------ PROVIDED PASSAGE ------
One of the most commonly employed calculating strategies and memory aids is regrouping or chunking. It is believed that most human calculators use this technique to some extent. Regrouping involves the synthesis of numbers and rewriting sequence of operations in terms of equivalent expressions. Chunking requires the association of equal values and expressions taken together, rather than singularly. Aitken used these techniques to aid his calculations. He did not begin to develop this skill until age 15, when he would continually practice until he acquired enough taxon memories that these calculations became easier and easier. For example, when Aiken was presented with the number 1961, he instantly saw a variety of ways of expressing it.

1961 = 37 x 53 = 44^2 + 5^2 = 40^2 + 19^2

By doing this, he was able to use the property of the smaller numbers and combine them to achieve the desired result. When asked to multiply 123 by 456, Aiken provided the following explanation.

I see at once that 123 times 45 is 5535 and that 123 times 6 is 738. Then 5535 plus 738 gives 56088. Even at the moment registering 56088, I have checked it by dividing it by 8, so 7001, and this by 9 gives 779. I recognize 779 as 41 by 19. And 41 by 3 is 123, while 19 by 24 is 456. A check, you see; and it passes by in about one second.

These types of algorithms provide insight into the shortcuts involved in mental calculations. Most students of mathematics rarely develop a memory for such sophisticated tasks. Some more common mathematical memory aides are those used in number sense competitions, such as divisibility by multiples of 3, multiplying by eleven, or squaring powers of five.

It is interesting to note that most of the mental abilities associating with calculating and memorization relate to sound rather than sight. Many of the individuals capable of these feats have attributed their storage and recall as having a particular rhythm or cadence that helps them “keep the beat” as they perform these feats. Much attention and praise has been given to those individuals who seem to have a “photographic memory.” The truly astounding people claim that visualizing the information slows them down and prefer not to “see” the problem. Indeed, Aiken was slower when forced to visualize. When asked to recite Pi backwards, he was forced to visualize the numbers and recite them from his visual image. The speed was still impressive, though. The last 50 digits required 18 seconds to recite them forward using his audio cadence and 34 seconds to recite them backward using his mental image.
------
GIVEN REQUEST 1: Translate this sentence from the passage on mental calculation into Spanish: "It is believed that most human calculators use this technique to some extent."
GIVEN REQUEST 2: In the passage on mental calculation, how many seconds did it take to recite the last 50 digits of Pi backward using a mental image?
GIVEN REQUEST 3: Write the next few sentences of the passage on mental calculation, picking up after its final sentence.
------ DATASET ENTRIES ------
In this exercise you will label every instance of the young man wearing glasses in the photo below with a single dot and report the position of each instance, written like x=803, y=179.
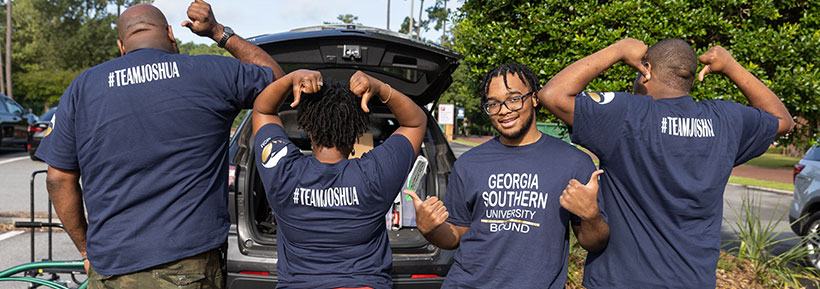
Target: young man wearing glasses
x=510, y=200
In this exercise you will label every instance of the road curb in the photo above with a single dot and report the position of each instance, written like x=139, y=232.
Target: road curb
x=769, y=190
x=10, y=220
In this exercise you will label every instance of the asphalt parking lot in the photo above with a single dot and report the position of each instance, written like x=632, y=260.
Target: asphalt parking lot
x=16, y=169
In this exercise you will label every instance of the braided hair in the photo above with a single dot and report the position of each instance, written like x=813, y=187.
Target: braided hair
x=523, y=72
x=332, y=116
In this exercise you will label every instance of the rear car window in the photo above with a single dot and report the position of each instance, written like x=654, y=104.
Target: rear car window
x=46, y=117
x=382, y=125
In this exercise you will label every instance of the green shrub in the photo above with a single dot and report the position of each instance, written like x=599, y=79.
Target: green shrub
x=778, y=41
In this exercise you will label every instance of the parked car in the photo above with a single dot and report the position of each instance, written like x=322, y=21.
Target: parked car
x=420, y=70
x=13, y=124
x=806, y=204
x=38, y=130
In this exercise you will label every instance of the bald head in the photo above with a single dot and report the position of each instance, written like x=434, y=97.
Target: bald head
x=144, y=26
x=674, y=63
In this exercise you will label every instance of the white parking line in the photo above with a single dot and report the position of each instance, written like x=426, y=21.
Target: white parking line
x=10, y=234
x=13, y=160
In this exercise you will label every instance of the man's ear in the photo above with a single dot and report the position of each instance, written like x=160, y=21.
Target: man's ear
x=648, y=66
x=534, y=99
x=121, y=46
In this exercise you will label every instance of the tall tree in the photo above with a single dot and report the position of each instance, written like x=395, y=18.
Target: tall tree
x=778, y=41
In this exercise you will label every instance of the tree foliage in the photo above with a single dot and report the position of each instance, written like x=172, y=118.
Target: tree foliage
x=778, y=41
x=345, y=19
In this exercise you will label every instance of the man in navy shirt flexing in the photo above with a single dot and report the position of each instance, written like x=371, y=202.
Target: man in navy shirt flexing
x=667, y=157
x=510, y=201
x=330, y=209
x=148, y=134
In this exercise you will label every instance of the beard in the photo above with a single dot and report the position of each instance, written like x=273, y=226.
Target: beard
x=516, y=133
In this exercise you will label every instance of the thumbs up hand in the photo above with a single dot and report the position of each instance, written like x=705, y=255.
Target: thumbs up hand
x=580, y=199
x=429, y=214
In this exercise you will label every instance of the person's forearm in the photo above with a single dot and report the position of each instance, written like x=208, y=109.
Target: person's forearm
x=65, y=192
x=558, y=95
x=270, y=100
x=249, y=53
x=593, y=234
x=760, y=96
x=446, y=236
x=406, y=111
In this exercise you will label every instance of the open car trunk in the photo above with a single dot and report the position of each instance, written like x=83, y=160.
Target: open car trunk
x=420, y=70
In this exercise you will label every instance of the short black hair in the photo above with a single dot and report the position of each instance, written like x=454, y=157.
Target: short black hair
x=674, y=62
x=523, y=72
x=333, y=116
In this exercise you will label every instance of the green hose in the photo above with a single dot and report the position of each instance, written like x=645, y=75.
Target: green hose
x=37, y=281
x=37, y=267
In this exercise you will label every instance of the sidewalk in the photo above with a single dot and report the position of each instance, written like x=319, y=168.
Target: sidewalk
x=746, y=171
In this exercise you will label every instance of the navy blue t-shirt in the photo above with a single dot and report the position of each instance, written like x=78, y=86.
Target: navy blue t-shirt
x=508, y=196
x=148, y=132
x=330, y=217
x=667, y=164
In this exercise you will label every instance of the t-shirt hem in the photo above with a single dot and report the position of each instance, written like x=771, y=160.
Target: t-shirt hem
x=148, y=265
x=58, y=164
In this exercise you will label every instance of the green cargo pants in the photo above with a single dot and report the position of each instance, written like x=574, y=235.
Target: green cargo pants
x=199, y=271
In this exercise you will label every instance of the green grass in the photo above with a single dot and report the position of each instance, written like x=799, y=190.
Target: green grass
x=761, y=183
x=771, y=160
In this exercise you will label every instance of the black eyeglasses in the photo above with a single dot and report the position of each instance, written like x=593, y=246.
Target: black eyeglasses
x=513, y=103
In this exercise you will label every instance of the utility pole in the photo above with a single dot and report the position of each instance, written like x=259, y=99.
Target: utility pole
x=8, y=49
x=444, y=27
x=410, y=28
x=388, y=14
x=418, y=31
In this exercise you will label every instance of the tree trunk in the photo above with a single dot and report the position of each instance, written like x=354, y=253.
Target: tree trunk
x=8, y=50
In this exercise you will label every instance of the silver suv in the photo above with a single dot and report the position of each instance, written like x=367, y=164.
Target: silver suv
x=806, y=202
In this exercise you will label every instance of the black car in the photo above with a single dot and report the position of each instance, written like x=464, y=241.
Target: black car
x=38, y=130
x=13, y=124
x=420, y=70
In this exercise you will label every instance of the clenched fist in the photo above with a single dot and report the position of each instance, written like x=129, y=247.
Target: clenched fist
x=580, y=199
x=202, y=21
x=429, y=214
x=365, y=86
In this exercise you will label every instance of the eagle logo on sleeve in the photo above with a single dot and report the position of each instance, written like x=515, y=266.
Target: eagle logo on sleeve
x=601, y=97
x=50, y=125
x=271, y=159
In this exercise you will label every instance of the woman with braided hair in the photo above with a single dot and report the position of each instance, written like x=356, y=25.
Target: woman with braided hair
x=330, y=209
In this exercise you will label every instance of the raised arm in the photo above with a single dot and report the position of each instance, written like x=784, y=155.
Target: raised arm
x=558, y=96
x=431, y=216
x=64, y=190
x=267, y=104
x=582, y=201
x=719, y=60
x=203, y=23
x=411, y=118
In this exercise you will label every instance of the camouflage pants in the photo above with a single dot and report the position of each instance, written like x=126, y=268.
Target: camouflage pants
x=200, y=271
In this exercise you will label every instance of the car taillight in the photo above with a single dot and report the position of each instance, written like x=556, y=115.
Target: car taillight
x=258, y=273
x=416, y=276
x=231, y=175
x=797, y=169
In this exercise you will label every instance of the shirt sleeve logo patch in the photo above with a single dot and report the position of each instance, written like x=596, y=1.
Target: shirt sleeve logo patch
x=269, y=159
x=602, y=98
x=50, y=125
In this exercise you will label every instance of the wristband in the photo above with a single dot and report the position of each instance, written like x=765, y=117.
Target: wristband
x=389, y=94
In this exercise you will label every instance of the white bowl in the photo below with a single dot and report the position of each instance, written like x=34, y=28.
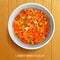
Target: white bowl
x=15, y=38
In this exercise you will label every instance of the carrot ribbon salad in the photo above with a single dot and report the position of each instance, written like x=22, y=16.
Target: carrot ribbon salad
x=31, y=26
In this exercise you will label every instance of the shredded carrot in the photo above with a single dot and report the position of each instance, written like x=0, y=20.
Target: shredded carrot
x=32, y=26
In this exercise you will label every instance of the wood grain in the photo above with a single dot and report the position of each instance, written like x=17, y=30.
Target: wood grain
x=10, y=51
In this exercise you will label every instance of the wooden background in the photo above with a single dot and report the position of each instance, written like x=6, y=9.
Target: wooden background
x=9, y=50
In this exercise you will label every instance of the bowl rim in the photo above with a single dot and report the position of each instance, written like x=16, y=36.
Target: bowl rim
x=51, y=34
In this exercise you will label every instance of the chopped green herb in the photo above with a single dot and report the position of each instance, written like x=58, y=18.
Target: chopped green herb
x=32, y=21
x=40, y=25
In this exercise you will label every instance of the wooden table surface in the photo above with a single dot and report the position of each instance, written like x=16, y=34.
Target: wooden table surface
x=10, y=51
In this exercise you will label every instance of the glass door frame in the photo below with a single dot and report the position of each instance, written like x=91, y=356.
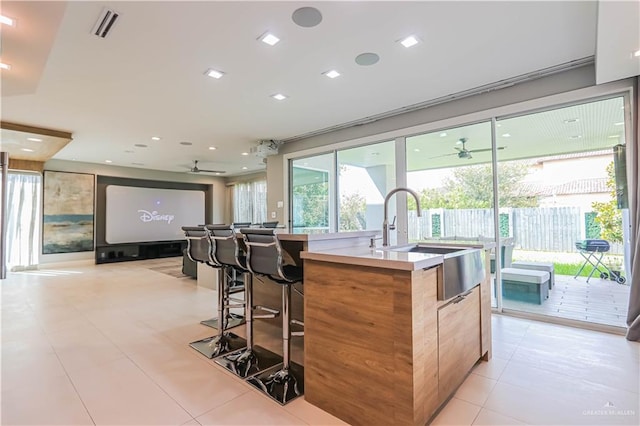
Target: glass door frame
x=624, y=88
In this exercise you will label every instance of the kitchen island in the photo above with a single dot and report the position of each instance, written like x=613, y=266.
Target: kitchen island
x=380, y=348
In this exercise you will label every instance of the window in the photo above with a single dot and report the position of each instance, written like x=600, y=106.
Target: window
x=311, y=193
x=250, y=201
x=23, y=226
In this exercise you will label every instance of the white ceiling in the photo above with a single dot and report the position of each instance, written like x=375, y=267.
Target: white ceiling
x=147, y=77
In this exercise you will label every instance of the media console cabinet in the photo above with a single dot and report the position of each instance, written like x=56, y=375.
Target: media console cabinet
x=139, y=251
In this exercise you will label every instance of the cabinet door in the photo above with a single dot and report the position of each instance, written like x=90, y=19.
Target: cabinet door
x=458, y=341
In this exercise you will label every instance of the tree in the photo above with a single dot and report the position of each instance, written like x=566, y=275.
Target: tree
x=351, y=208
x=311, y=203
x=608, y=216
x=471, y=187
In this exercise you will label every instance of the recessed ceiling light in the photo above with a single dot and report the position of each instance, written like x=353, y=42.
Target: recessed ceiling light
x=269, y=38
x=214, y=73
x=409, y=41
x=7, y=21
x=332, y=74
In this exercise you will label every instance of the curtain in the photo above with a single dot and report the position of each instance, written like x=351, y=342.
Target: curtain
x=23, y=226
x=633, y=317
x=250, y=202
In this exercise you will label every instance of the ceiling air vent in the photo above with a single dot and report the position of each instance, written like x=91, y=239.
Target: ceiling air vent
x=105, y=21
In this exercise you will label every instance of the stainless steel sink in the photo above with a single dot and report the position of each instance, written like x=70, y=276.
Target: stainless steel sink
x=463, y=268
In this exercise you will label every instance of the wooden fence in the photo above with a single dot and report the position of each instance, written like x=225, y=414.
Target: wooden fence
x=553, y=229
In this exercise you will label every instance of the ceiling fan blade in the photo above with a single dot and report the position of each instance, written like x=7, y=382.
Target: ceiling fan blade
x=485, y=150
x=445, y=155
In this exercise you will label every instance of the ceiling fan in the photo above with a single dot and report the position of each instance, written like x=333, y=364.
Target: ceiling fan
x=464, y=152
x=196, y=169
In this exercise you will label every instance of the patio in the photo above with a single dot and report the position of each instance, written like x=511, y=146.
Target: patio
x=597, y=301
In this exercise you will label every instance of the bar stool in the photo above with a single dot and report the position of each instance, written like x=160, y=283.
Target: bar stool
x=199, y=249
x=224, y=341
x=252, y=359
x=285, y=381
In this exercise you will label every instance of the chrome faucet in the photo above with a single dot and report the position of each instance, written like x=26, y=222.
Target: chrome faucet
x=385, y=224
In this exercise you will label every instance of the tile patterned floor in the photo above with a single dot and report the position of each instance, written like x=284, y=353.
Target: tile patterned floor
x=107, y=345
x=599, y=301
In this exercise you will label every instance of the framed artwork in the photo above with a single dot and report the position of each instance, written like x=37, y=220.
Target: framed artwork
x=67, y=213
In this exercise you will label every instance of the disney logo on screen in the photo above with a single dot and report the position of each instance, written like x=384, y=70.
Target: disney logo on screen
x=154, y=216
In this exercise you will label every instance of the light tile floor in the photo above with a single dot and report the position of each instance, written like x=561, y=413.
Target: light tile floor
x=108, y=345
x=599, y=301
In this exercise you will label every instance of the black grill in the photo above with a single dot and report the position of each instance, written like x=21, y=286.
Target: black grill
x=593, y=245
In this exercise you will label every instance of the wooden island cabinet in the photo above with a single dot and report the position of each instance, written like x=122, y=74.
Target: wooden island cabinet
x=380, y=348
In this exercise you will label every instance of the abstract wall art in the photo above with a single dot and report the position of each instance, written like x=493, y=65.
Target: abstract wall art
x=68, y=213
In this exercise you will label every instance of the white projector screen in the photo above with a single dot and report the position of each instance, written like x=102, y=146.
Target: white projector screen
x=136, y=214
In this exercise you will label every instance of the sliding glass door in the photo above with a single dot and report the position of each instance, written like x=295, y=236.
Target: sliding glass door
x=312, y=194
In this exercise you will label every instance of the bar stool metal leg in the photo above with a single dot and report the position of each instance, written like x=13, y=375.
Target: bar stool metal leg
x=252, y=359
x=223, y=342
x=232, y=320
x=283, y=382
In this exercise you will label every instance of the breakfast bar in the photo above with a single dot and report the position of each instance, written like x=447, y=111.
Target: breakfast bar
x=381, y=346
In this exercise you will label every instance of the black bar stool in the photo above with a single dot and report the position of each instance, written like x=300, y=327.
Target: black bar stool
x=199, y=249
x=252, y=359
x=285, y=381
x=199, y=242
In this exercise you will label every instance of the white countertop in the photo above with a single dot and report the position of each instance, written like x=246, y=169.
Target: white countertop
x=285, y=236
x=388, y=258
x=378, y=258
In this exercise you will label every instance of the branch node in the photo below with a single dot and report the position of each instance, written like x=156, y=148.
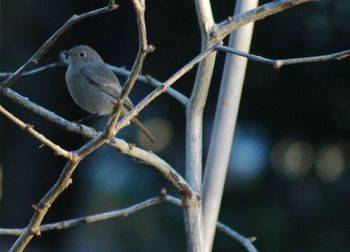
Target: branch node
x=28, y=126
x=74, y=157
x=163, y=192
x=35, y=207
x=252, y=239
x=278, y=64
x=35, y=231
x=150, y=49
x=148, y=78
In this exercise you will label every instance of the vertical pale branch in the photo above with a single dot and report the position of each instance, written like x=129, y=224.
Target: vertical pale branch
x=194, y=128
x=224, y=124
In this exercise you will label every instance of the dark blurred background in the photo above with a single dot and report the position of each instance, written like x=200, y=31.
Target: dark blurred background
x=288, y=181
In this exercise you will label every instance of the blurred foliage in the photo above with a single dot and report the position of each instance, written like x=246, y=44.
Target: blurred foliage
x=288, y=181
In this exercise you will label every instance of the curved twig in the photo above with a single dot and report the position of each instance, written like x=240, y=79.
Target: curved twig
x=49, y=43
x=278, y=63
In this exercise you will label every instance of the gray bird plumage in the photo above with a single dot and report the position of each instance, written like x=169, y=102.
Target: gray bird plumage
x=93, y=86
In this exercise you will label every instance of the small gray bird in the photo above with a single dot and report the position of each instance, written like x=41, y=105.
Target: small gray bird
x=93, y=85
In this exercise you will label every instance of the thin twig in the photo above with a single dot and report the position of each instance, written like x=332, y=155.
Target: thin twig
x=144, y=156
x=33, y=228
x=35, y=70
x=49, y=43
x=220, y=31
x=149, y=98
x=118, y=70
x=125, y=212
x=278, y=63
x=30, y=129
x=156, y=83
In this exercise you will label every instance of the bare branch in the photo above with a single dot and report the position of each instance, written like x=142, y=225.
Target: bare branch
x=224, y=28
x=49, y=43
x=246, y=242
x=30, y=129
x=36, y=70
x=118, y=70
x=33, y=228
x=125, y=212
x=224, y=125
x=194, y=129
x=152, y=96
x=144, y=156
x=282, y=62
x=91, y=218
x=149, y=80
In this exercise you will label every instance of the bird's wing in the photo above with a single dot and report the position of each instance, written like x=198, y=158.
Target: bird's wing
x=102, y=77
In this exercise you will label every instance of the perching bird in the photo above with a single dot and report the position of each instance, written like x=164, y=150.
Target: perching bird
x=93, y=85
------
OUTPUT 1: Se cree que la mayoría de los calculadores humanos utilizan esta técnica en cierta medida.

OUTPUT 2: 34 seconds.

OUTPUT 3:
The conclusions that can be drawn from research and the explanations of such calculating wonders as Aiken offer insights into math, memory, and calculating ability. The pattern is sequential. The early years are the most crucial to the development of the brain and establishing the necessary neural connections for the best memories. Without these early experiences, it is doubtful if one would ever be able to reclaim the lost opportunity to produce the necessary connections. The interplay of both the locale and taxon memory is important for the continuation and pursuance of learning and development. The locale provides the initial interest and intrinsic motivation, the taxon provides the storage capacity and recall algorithms required for the amazing memory feats. Diligence and discipline are required to continually improve and practice calculating and memory-improving skills. Hard work and continual effort ensure that one stays sharp and able to recall quickly and effortlessly.

As these skills progress, one begins to gain insight into the complex workings of mathematics and develops a deeper understanding. He can begin to form his own specific memory aids and calculating algorithms, capable of making authentic contributions to the field, regardless of any formal training, using only his own immense mental abilities. Memorization and Calculation are both skills. Skills can be learned and forgotten depending on the amount of practice. The prolific mental calculators will always be few in number, but there is hope for all individuals who wish to increase their mental capacity. I cannot remember when I heard anything so hopeful and promising.

Perhaps with a bit of practice you can come across 1,588,533 and say, "Hello there, 589 times 2697!"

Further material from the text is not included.